__Reading passage__
_ _ _ _ _

The data used in this study included ground-based measurements of air pollutants, satellite-derived data, and other auxiliary data (Table 1).

2.1.1. Ground-Based Measurements

The hourly concentrations of PM_2.5, PM₁₀, NO₂, SO₂, O₃, and CO during 2019–2023 were obtained from approximately 2020 national air quality monitoring stations administered by the China National Environmental Monitoring Center (Figure 1). They were then averaged over days and further over months to calculate monthly mean concentrations of air pollutants. The hourly in situ observations were conducted using either point analyzers or open path analyzers from ambient air quality continuous automated monitoring systems. PM_2.5 and PM₁₀ were measured by the tapered element oscillating microbalance or the β-attenuation method with a precision of ±1.5 or 0.1 μg/m³, respectively. NO₂, SO₂, and O₃ were measured by a differential optical absorption spectroscopy (DOAS) method using open path analyzers or alternative methods (i.e., chemiluminescence, ultraviolet fluorescence, and UV spectrophotometry, respectively) using point analyzers. CO was measured using the non-dispersive infrared absorption method or the gas filter correlation infrared absorption method with point analyzers. The concentrations of four gaseous pollutants (NO₂, SO₂, O₃, and CO) were measured with a mean relative error of less than 5%. All monitors underwent standard calibration once a week and precision tests every three months.

_ _ _ _ _

__Stored rows__
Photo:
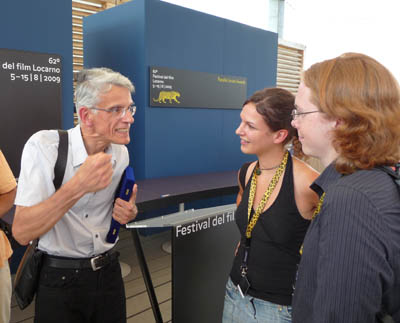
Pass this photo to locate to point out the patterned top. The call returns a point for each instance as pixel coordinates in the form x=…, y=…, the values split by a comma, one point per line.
x=351, y=258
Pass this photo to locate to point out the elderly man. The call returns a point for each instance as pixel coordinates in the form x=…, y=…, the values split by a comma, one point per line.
x=72, y=222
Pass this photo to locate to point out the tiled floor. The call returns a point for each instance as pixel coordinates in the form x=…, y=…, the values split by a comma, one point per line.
x=137, y=301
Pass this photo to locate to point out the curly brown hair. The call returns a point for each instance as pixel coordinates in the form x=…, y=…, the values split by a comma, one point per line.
x=365, y=97
x=276, y=105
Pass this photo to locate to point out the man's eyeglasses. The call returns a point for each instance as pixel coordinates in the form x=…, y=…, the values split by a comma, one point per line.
x=296, y=114
x=118, y=112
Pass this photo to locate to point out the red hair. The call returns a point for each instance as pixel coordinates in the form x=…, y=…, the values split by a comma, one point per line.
x=365, y=97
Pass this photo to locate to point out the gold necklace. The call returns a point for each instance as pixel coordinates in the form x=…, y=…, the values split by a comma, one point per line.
x=316, y=212
x=266, y=196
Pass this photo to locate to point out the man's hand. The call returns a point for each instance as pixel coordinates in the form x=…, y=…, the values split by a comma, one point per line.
x=95, y=173
x=124, y=211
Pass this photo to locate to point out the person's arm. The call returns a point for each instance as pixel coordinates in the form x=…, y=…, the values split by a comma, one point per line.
x=7, y=201
x=7, y=186
x=352, y=259
x=33, y=221
x=306, y=199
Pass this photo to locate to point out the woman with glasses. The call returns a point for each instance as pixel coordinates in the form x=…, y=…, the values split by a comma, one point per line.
x=348, y=116
x=274, y=208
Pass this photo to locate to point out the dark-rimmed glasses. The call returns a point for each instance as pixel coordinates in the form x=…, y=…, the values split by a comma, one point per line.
x=118, y=112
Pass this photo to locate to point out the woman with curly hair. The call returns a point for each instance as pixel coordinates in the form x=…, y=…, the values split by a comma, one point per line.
x=348, y=115
x=275, y=205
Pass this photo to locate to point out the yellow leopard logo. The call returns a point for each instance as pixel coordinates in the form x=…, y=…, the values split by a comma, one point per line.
x=167, y=95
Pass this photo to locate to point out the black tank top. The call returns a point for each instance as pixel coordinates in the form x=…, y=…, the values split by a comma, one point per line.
x=275, y=243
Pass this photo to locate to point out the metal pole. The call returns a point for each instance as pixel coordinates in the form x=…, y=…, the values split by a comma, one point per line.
x=146, y=276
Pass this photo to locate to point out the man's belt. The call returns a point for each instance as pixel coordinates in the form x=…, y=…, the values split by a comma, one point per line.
x=94, y=263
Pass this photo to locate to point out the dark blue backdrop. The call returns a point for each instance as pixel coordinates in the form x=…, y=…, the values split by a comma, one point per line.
x=174, y=141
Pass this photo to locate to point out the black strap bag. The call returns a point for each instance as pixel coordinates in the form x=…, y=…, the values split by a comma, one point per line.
x=28, y=272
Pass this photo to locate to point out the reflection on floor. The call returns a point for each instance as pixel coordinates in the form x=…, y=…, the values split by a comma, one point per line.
x=137, y=301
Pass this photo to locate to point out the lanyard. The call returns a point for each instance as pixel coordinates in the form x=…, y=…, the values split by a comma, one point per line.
x=253, y=220
x=316, y=212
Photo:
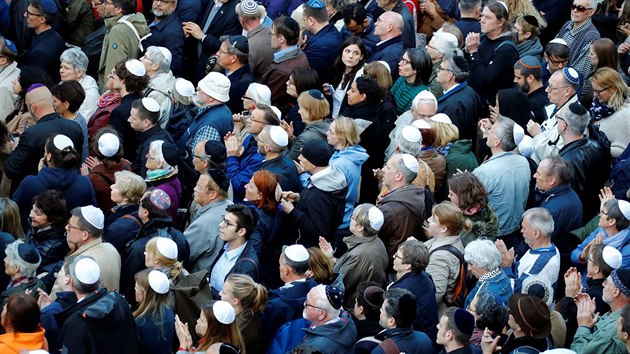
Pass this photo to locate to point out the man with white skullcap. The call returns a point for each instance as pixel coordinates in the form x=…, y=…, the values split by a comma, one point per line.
x=286, y=303
x=101, y=318
x=272, y=141
x=143, y=119
x=507, y=188
x=404, y=206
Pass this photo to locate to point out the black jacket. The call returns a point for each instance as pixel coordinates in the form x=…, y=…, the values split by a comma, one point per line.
x=101, y=323
x=591, y=165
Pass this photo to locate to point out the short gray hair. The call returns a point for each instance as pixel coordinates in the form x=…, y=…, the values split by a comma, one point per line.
x=158, y=58
x=483, y=254
x=75, y=57
x=28, y=269
x=541, y=219
x=505, y=133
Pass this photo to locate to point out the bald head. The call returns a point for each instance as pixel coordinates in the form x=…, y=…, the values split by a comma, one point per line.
x=40, y=102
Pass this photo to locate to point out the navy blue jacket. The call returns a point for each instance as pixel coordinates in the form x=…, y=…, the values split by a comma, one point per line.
x=421, y=286
x=168, y=33
x=122, y=226
x=389, y=52
x=321, y=49
x=566, y=209
x=77, y=190
x=368, y=37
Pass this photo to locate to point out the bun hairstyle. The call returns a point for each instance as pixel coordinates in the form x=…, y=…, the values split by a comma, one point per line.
x=67, y=157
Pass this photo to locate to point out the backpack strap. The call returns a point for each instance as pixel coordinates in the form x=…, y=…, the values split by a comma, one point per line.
x=389, y=346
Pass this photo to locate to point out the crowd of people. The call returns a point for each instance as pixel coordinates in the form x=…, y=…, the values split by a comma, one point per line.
x=320, y=176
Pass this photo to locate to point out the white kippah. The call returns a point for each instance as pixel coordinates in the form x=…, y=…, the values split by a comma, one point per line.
x=135, y=67
x=61, y=142
x=224, y=312
x=410, y=162
x=279, y=136
x=411, y=134
x=158, y=281
x=150, y=104
x=167, y=247
x=376, y=217
x=94, y=216
x=87, y=271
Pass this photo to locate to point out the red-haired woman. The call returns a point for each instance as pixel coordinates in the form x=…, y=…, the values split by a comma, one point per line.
x=264, y=192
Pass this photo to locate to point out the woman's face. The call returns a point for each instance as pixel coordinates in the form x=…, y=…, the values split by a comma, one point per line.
x=38, y=218
x=202, y=324
x=404, y=68
x=139, y=292
x=331, y=136
x=354, y=96
x=291, y=90
x=351, y=56
x=251, y=191
x=66, y=71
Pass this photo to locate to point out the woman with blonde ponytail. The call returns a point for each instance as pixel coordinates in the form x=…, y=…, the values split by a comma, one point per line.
x=248, y=299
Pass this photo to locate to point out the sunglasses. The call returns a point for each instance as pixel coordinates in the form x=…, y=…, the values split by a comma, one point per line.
x=580, y=8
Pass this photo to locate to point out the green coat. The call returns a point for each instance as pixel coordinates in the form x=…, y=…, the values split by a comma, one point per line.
x=120, y=43
x=603, y=339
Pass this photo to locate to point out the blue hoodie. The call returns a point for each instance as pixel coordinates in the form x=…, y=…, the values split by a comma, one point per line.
x=349, y=161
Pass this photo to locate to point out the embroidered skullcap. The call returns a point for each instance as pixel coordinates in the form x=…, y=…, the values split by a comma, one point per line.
x=296, y=253
x=135, y=67
x=410, y=162
x=150, y=104
x=166, y=247
x=279, y=136
x=376, y=218
x=62, y=141
x=108, y=144
x=158, y=281
x=94, y=216
x=223, y=312
x=87, y=271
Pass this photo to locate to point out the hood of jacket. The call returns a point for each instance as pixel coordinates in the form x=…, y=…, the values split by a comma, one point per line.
x=342, y=332
x=163, y=82
x=355, y=155
x=408, y=196
x=330, y=179
x=57, y=178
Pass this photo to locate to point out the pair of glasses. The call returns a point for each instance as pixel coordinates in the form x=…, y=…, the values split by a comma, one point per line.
x=580, y=8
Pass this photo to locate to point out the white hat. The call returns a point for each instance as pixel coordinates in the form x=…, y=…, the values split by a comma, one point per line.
x=216, y=85
x=166, y=53
x=518, y=133
x=135, y=67
x=441, y=118
x=526, y=146
x=158, y=281
x=376, y=217
x=296, y=253
x=108, y=144
x=410, y=162
x=184, y=87
x=421, y=124
x=223, y=312
x=87, y=271
x=61, y=142
x=612, y=257
x=150, y=104
x=94, y=216
x=279, y=136
x=411, y=134
x=624, y=206
x=166, y=247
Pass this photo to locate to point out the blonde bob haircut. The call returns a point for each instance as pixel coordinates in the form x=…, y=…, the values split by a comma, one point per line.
x=347, y=131
x=317, y=109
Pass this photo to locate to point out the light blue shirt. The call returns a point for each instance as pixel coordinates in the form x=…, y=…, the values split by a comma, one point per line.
x=224, y=265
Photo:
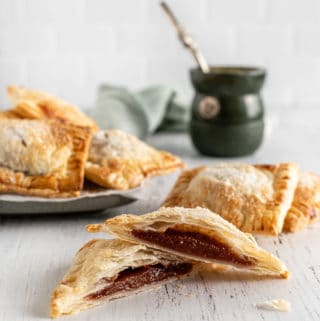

_ _ _ _ _

__Directions__
1: In the air-quality monitoring passage, how often did all monitors undergo standard calibration?
2: Carry on the air-quality monitoring passage from its final sentence.
The records have nothing to do with what is asked here.

__Answers in order__
1: Once a week.

2:
Variations in the number of ground monitoring stations across cities may cause missing values in the original monitoring data of air quality, attributed to factors such as calibration of monitoring instruments, daily maintenance, and issues like communication failures or power outages. In this study, preprocessing involved the elimination of missing data and the evaluation of outliers using the Laida criterion, which excluded records falling outside the range of (μ − 3σ, μ + 3σ), where μ and σ denote means and standard deviation, respectively. Per the “China Ambient Air Quality Standard” (GB 3095-2012) [21], daily mean values were calculated from effective hourly data [22]. Data on a given day were considered invalid if recorded for less than 20 h. Similarly, data for calculating monthly mean values were considered invalid if recorded for less than 27 days in a month (or less than 25 days in February), resulting in 92,284 valid data records.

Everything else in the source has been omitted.